#### [Task to carry out]
Format every line of the records below as a numbered list, skipping blank lines and omitting the pictures.

BEGIN Provided records

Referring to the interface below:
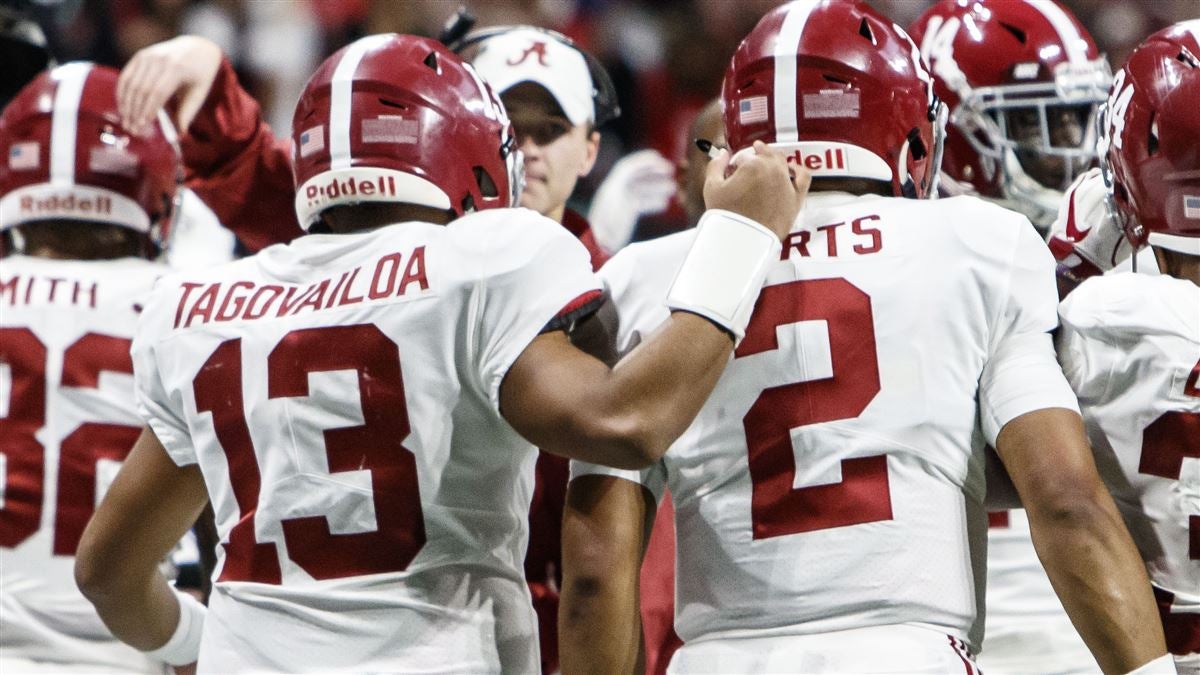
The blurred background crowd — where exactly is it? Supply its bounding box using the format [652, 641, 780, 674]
[5, 0, 1200, 208]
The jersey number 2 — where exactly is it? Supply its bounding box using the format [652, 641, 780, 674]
[192, 324, 425, 584]
[734, 279, 892, 539]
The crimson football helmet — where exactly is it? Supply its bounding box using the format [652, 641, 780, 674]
[908, 0, 1112, 225]
[0, 62, 182, 251]
[721, 0, 944, 197]
[1100, 20, 1200, 256]
[292, 34, 523, 229]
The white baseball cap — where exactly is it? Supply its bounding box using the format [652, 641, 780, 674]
[472, 29, 595, 126]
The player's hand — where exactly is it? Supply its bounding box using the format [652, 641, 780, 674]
[116, 35, 224, 135]
[1046, 169, 1133, 282]
[704, 141, 812, 239]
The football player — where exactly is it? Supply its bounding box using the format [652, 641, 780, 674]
[0, 62, 181, 673]
[1058, 22, 1200, 674]
[76, 35, 805, 673]
[910, 0, 1111, 673]
[908, 0, 1112, 232]
[1046, 19, 1200, 298]
[560, 1, 1165, 673]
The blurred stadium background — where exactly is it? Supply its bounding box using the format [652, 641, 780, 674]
[11, 0, 1200, 207]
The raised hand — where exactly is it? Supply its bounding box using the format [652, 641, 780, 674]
[116, 35, 224, 133]
[704, 141, 812, 240]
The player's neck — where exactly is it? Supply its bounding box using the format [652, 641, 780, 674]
[321, 202, 455, 234]
[1153, 246, 1200, 286]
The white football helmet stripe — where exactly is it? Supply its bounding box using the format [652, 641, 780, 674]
[774, 0, 817, 143]
[1030, 0, 1087, 65]
[329, 34, 394, 171]
[50, 62, 91, 186]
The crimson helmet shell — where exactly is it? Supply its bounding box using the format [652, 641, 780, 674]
[721, 0, 942, 197]
[908, 0, 1111, 201]
[292, 34, 522, 229]
[1100, 20, 1200, 256]
[0, 62, 182, 250]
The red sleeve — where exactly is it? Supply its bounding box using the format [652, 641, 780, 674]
[180, 60, 304, 253]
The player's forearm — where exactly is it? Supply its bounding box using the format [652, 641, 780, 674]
[597, 312, 733, 464]
[558, 577, 642, 675]
[79, 569, 180, 651]
[1030, 489, 1166, 673]
[558, 476, 653, 675]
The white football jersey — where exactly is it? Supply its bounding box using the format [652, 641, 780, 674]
[1058, 274, 1200, 665]
[133, 209, 599, 673]
[0, 256, 166, 671]
[572, 195, 1075, 645]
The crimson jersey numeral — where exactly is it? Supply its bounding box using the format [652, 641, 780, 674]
[0, 328, 140, 555]
[1138, 362, 1200, 560]
[192, 324, 425, 584]
[734, 279, 892, 539]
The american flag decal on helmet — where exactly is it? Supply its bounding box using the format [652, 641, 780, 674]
[8, 141, 42, 171]
[1183, 195, 1200, 219]
[738, 96, 767, 124]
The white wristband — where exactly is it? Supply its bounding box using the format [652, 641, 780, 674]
[1129, 653, 1178, 675]
[144, 591, 209, 665]
[667, 209, 782, 342]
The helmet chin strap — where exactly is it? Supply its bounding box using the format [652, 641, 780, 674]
[1003, 149, 1062, 232]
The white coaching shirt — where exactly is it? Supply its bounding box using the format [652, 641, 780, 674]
[134, 209, 599, 673]
[1058, 274, 1200, 668]
[0, 255, 166, 671]
[572, 195, 1075, 649]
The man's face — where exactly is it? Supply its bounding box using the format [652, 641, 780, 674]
[500, 83, 600, 221]
[1006, 104, 1092, 190]
[677, 100, 725, 223]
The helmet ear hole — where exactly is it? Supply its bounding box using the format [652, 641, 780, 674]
[908, 127, 929, 161]
[472, 167, 500, 198]
[422, 52, 442, 74]
[858, 17, 878, 44]
[1000, 22, 1026, 44]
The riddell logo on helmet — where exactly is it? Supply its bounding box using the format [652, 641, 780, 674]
[787, 148, 846, 171]
[305, 175, 396, 204]
[18, 195, 113, 215]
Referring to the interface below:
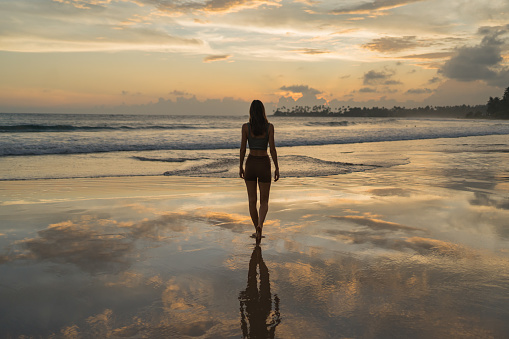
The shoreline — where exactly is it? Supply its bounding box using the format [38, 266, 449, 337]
[0, 136, 509, 338]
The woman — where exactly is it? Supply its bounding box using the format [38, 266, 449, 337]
[239, 100, 279, 243]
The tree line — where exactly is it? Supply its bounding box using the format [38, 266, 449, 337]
[274, 87, 509, 119]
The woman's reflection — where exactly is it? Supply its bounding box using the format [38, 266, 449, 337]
[239, 245, 281, 338]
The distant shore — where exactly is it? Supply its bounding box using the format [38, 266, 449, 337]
[274, 105, 492, 119]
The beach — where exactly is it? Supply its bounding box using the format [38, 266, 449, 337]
[0, 115, 509, 338]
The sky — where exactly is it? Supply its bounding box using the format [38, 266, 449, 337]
[0, 0, 509, 114]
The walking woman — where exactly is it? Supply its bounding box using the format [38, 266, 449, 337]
[239, 100, 279, 243]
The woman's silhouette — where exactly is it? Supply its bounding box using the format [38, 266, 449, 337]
[239, 100, 279, 243]
[239, 245, 281, 339]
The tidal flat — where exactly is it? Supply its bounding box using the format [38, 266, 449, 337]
[0, 136, 509, 338]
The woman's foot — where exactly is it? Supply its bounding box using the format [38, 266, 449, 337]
[256, 226, 262, 243]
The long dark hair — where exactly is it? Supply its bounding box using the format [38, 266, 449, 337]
[249, 100, 269, 135]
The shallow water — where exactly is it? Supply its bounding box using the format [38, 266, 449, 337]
[0, 136, 509, 338]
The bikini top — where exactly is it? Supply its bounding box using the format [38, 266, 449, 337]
[247, 122, 269, 150]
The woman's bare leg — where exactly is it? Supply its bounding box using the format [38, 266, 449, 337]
[258, 182, 270, 236]
[246, 180, 259, 229]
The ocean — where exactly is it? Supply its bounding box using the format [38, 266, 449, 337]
[0, 113, 509, 180]
[0, 114, 509, 339]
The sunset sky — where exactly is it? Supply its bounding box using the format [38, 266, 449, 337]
[0, 0, 509, 114]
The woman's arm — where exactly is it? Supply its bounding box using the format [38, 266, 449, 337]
[269, 124, 279, 181]
[239, 124, 247, 178]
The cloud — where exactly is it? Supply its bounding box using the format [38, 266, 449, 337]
[439, 25, 509, 87]
[363, 70, 399, 85]
[332, 0, 423, 14]
[384, 80, 403, 85]
[151, 0, 280, 14]
[359, 87, 376, 93]
[279, 85, 322, 95]
[168, 89, 192, 97]
[428, 77, 440, 84]
[203, 54, 232, 62]
[293, 48, 330, 55]
[362, 36, 422, 53]
[406, 88, 433, 94]
[399, 52, 454, 59]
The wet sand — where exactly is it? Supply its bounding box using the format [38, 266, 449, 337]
[0, 137, 509, 338]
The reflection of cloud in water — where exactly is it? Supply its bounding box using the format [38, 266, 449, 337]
[331, 215, 422, 231]
[9, 211, 258, 274]
[21, 218, 134, 273]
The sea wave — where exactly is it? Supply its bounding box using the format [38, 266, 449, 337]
[164, 155, 381, 178]
[132, 156, 207, 162]
[0, 129, 509, 157]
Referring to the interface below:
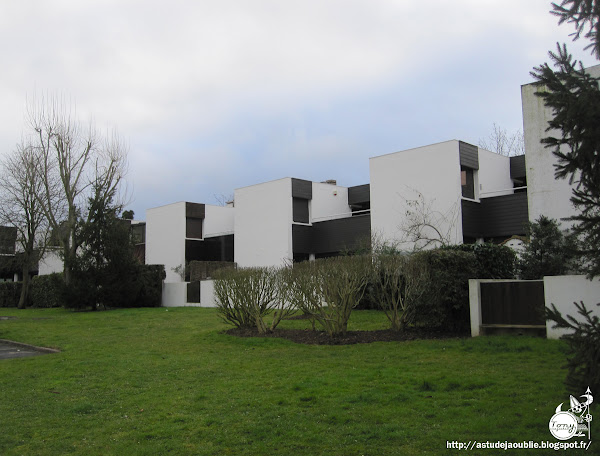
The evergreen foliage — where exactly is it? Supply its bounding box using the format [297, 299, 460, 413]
[546, 302, 600, 392]
[519, 215, 579, 280]
[532, 44, 600, 277]
[66, 185, 141, 310]
[532, 0, 600, 391]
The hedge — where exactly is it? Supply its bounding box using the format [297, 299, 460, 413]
[29, 272, 65, 308]
[0, 282, 22, 307]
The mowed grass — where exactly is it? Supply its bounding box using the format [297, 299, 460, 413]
[0, 308, 580, 456]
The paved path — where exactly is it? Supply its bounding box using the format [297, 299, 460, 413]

END Provided records

#### [Response below]
1. Referring to the interface below:
2. The blurred background crowd — where exactly is it? Supply its bounding box using the format [652, 641, 780, 674]
3. [5, 0, 1200, 208]
4. The jersey number 2 — where exactly is it? Supply its bounding box using the format [652, 641, 780, 674]
5. [192, 324, 425, 584]
6. [734, 279, 892, 539]
7. The crimson football helmet — where exactly is it? Supply its bounding box using the format [652, 641, 780, 674]
8. [908, 0, 1112, 225]
9. [0, 62, 182, 251]
10. [721, 0, 944, 197]
11. [1100, 20, 1200, 256]
12. [292, 34, 523, 229]
13. The white baseball cap — where exactly is it? Supply its bounding box using the format [652, 641, 780, 674]
14. [472, 29, 595, 126]
15. The player's hand — where exactly is it? Supply its bounding box using the format [652, 641, 780, 674]
16. [116, 35, 224, 135]
17. [1046, 169, 1133, 282]
18. [704, 141, 812, 239]
19. The football player — where exactly is it? Supply its bounding box using the format [652, 641, 780, 674]
20. [0, 62, 181, 673]
21. [1058, 22, 1200, 674]
22. [76, 35, 805, 673]
23. [910, 0, 1111, 673]
24. [908, 0, 1112, 232]
25. [1046, 19, 1200, 298]
26. [560, 1, 1165, 673]
27. The blurred stadium background — where exactly is it? Supply its bounding box using the format [652, 641, 780, 674]
28. [11, 0, 1200, 207]
29. The raised hand — where exactly is it? Supply its bounding box using the format [652, 641, 780, 674]
30. [116, 35, 224, 133]
31. [704, 141, 812, 240]
32. The player's neck — where exactly is it? Supply its bounding box using the format [652, 641, 780, 674]
33. [321, 202, 455, 234]
34. [1153, 246, 1200, 286]
35. The white football helmet stripe — where exactly is it? Supply its bounding box using the format [652, 641, 780, 674]
36. [774, 0, 817, 143]
37. [1030, 0, 1087, 65]
38. [329, 34, 394, 171]
39. [50, 62, 91, 186]
40. The crimson helmet shell — where exactly is it? Supply its bounding box using the format [652, 641, 780, 674]
41. [721, 0, 942, 197]
42. [908, 0, 1111, 201]
43. [292, 34, 522, 229]
44. [1100, 20, 1200, 256]
45. [0, 62, 182, 250]
46. The red sleeve — where exactly is it? Supply its bounding box using the format [652, 641, 780, 674]
47. [180, 60, 304, 253]
48. The player's forearm — where exactly is it? Supply its bounding box using the format [652, 641, 780, 674]
49. [597, 312, 733, 464]
50. [558, 577, 642, 675]
51. [79, 569, 180, 651]
52. [1030, 489, 1166, 673]
53. [558, 476, 653, 675]
54. The white football jersey — where exactly is it? Supply its bounding box using the format [652, 641, 780, 674]
55. [1058, 274, 1200, 665]
56. [133, 209, 599, 673]
57. [0, 256, 166, 671]
58. [572, 195, 1075, 645]
59. The crimson jersey numeral — where exactly is it? Supply its bounding box using the format [652, 641, 780, 674]
60. [0, 328, 140, 555]
61. [1138, 362, 1200, 560]
62. [192, 324, 425, 584]
63. [734, 279, 892, 539]
64. The american flag decal on helmet — where exactly is it? Supply its bounding box using the format [652, 641, 780, 674]
65. [8, 141, 42, 171]
66. [1183, 195, 1200, 219]
67. [738, 96, 767, 124]
68. The white wristband — where exactly is it? Supply its bounding box using the format [652, 641, 780, 674]
69. [1129, 653, 1178, 675]
70. [144, 591, 209, 665]
71. [667, 209, 782, 342]
72. The helmet chin strap — where exactly is it? Supply its bounding box using the format [652, 641, 780, 674]
73. [1003, 149, 1062, 232]
74. The white coaching shirt — where exactly is it? Supply its bounding box using the format [652, 641, 780, 674]
75. [134, 209, 599, 673]
76. [1058, 274, 1200, 668]
77. [0, 255, 166, 671]
78. [572, 195, 1075, 649]
79. The man's face — where exactly is it? Supply its bounding box using the format [652, 641, 780, 674]
80. [500, 83, 600, 221]
81. [1006, 104, 1092, 190]
82. [677, 100, 725, 223]
83. The helmet ear hole — where exactly is it? Supply its bounding box using the format [652, 641, 780, 674]
84. [908, 127, 929, 161]
85. [472, 167, 500, 198]
86. [422, 52, 442, 74]
87. [858, 17, 878, 44]
88. [1000, 22, 1026, 44]
89. The riddell logo on helmet — where exactly is it? Supply its bounding box using the format [652, 641, 780, 674]
90. [787, 148, 846, 171]
91. [305, 175, 396, 204]
92. [18, 195, 113, 215]
93. Referring to the interface below:
94. The shoreline — where exactly is it? Supply its bounding box using the format [38, 266, 449, 337]
95. [0, 136, 509, 338]
96. The woman — where exactly is it? Supply its bounding box using the format [38, 266, 449, 337]
97. [239, 100, 279, 243]
98. The tree line — where exactly is it? Supply its bounding box using the format [38, 266, 449, 337]
99. [274, 87, 509, 119]
100. The woman's reflection — where exactly is it? Supply its bounding box using the format [38, 266, 449, 337]
101. [239, 245, 281, 338]
102. The distant shore — where exactly is it? Supply its bounding box using the format [38, 266, 449, 337]
103. [274, 105, 492, 119]
104. The beach — where exactly is it? Supply its bounding box using the format [38, 266, 449, 337]
105. [0, 115, 509, 338]
106. The sky — where exactly is it? Supply its bounding box using the format [38, 266, 449, 337]
107. [0, 0, 509, 114]
108. The walking woman — where exactly is it? Supply its bounding box using the format [38, 266, 449, 337]
109. [239, 100, 279, 243]
110. The woman's silhouette — where exactly is it? Supply its bounding box using the format [38, 266, 449, 337]
111. [239, 100, 279, 243]
112. [239, 245, 281, 339]
113. The tidal flat — where exactly is it? Supply its bounding box using the format [38, 266, 449, 337]
114. [0, 136, 509, 338]
115. The woman's foot — where exactly is it? Supply its bounding box using the format [38, 266, 449, 337]
116. [256, 226, 262, 243]
117. The long dark hair — where exactly is it? Supply its bounding box using the format [38, 266, 449, 337]
118. [249, 100, 269, 135]
119. The shallow water — where exactly is it? Supply its bounding box using the format [38, 266, 449, 337]
120. [0, 136, 509, 338]
121. The bikini top — where exactly is it? Supply its bounding box using the format [38, 266, 449, 337]
122. [247, 122, 269, 150]
123. The woman's bare leg — where exactly is it? Supply its bounding box using the format [38, 266, 449, 337]
124. [258, 182, 270, 236]
125. [246, 180, 259, 229]
126. The ocean — where exactly is it? Supply its bounding box using the format [38, 266, 449, 337]
127. [0, 113, 509, 180]
128. [0, 114, 509, 339]
129. The sunset sky — where exactly is it? Supply its bounding box using the format [38, 266, 449, 337]
130. [0, 0, 509, 114]
131. The woman's arm — where exactly is it? Supply its bounding box using the format [38, 266, 449, 337]
132. [269, 124, 279, 181]
133. [239, 124, 247, 178]
134. The cloud — where exactly is it? Supply its bounding box using the format [38, 266, 449, 337]
135. [439, 25, 509, 87]
136. [363, 70, 399, 85]
137. [332, 0, 423, 14]
138. [384, 80, 403, 85]
139. [151, 0, 280, 14]
140. [359, 87, 376, 93]
141. [279, 85, 322, 95]
142. [168, 89, 192, 97]
143. [428, 77, 440, 84]
144. [203, 54, 232, 62]
145. [293, 48, 330, 55]
146. [362, 36, 422, 53]
147. [406, 88, 433, 94]
148. [399, 52, 454, 59]
149. The wet sand — where exactly is it? Supply its bounding box using the format [38, 266, 449, 337]
150. [0, 137, 509, 338]
151. The reflection of cloud in water — where exactly is it? Supply its bounding box using the format [38, 266, 449, 337]
152. [331, 215, 422, 231]
153. [9, 211, 258, 274]
154. [21, 218, 134, 273]
155. The sea wave — where exactly is it? Supply its bounding box using the format [38, 266, 449, 337]
156. [164, 155, 381, 178]
157. [132, 156, 207, 162]
158. [0, 129, 509, 157]
159. Referring to the interface below:
160. The evergreen foliage — where exactly is it? Supply its bounding box using the format [297, 299, 460, 413]
161. [546, 302, 600, 392]
162. [519, 215, 579, 280]
163. [532, 44, 600, 277]
164. [66, 185, 141, 310]
165. [532, 0, 600, 391]
166. The hedge — where exactly is it? Supply its bounding box using the format [297, 299, 460, 413]
167. [29, 272, 65, 308]
168. [0, 282, 22, 307]
169. The mowed grass — where exactly is it? Supply its bounding box using the format [297, 299, 460, 413]
170. [0, 308, 580, 456]
171. The paved path — where exactly is it? Supply its bounding box using the format [297, 299, 460, 413]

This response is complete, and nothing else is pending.